What you should do> Update the records below by replacing "wooden ceiling" with "timber ceiling" wherever it occurs, keeping every other character unchanged.

Data provided>
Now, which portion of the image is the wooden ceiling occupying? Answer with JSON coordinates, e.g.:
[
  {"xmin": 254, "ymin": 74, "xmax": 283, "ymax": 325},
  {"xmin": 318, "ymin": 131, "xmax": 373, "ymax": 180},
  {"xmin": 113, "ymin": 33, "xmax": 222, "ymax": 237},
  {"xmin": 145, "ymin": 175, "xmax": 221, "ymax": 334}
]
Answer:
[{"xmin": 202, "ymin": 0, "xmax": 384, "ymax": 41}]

Solution for this task>
Now, which portion of the image is the timber ceiling occupying? Answer with JSON coordinates, e.g.:
[
  {"xmin": 254, "ymin": 74, "xmax": 283, "ymax": 325},
  {"xmin": 318, "ymin": 131, "xmax": 373, "ymax": 180},
  {"xmin": 113, "ymin": 33, "xmax": 222, "ymax": 237},
  {"xmin": 145, "ymin": 175, "xmax": 221, "ymax": 334}
]
Answer:
[{"xmin": 202, "ymin": 0, "xmax": 384, "ymax": 41}]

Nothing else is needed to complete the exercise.